Extract each line in the rows below that contains the word "instance".

Stored dataset items:
──────────────────────────────

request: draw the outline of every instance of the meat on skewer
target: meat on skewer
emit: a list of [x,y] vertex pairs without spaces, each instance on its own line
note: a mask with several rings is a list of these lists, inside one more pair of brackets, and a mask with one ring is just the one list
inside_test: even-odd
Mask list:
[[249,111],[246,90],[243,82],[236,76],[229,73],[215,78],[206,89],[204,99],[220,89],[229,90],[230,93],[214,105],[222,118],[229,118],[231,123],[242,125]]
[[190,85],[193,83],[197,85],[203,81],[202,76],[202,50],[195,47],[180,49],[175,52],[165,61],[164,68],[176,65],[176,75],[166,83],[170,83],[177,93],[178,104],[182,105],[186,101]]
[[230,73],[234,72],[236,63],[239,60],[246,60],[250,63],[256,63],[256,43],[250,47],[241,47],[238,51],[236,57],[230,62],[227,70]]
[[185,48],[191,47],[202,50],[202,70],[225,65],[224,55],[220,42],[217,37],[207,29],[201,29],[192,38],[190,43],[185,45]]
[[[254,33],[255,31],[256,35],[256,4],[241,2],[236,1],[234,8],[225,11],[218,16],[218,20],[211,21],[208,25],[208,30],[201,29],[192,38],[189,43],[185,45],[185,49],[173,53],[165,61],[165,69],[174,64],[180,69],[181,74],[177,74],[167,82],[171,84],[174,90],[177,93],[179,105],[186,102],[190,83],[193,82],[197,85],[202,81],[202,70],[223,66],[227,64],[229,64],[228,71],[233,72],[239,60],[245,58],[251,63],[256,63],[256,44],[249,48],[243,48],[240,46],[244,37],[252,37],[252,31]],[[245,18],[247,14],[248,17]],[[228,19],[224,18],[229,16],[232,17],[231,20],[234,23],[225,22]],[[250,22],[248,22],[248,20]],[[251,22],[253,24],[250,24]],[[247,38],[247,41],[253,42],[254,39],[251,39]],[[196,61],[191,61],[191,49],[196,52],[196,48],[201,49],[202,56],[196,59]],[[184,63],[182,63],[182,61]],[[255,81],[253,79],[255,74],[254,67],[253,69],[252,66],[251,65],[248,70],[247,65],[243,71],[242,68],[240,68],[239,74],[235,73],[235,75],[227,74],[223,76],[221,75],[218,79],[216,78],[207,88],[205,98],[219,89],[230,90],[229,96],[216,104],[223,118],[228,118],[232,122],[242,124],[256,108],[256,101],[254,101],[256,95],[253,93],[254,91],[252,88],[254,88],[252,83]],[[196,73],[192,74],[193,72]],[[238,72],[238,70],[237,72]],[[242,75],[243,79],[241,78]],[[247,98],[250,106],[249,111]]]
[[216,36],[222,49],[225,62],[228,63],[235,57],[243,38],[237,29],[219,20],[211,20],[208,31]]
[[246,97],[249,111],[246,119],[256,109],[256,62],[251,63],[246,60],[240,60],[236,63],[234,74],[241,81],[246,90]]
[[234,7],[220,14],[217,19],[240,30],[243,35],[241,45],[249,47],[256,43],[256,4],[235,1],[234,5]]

──────────────────────────────

* _Finished answer_
request: draw the outline of every instance of the meat on skewer
emit: a list of [x,y] vertex pairs without spaces, each instance on its own line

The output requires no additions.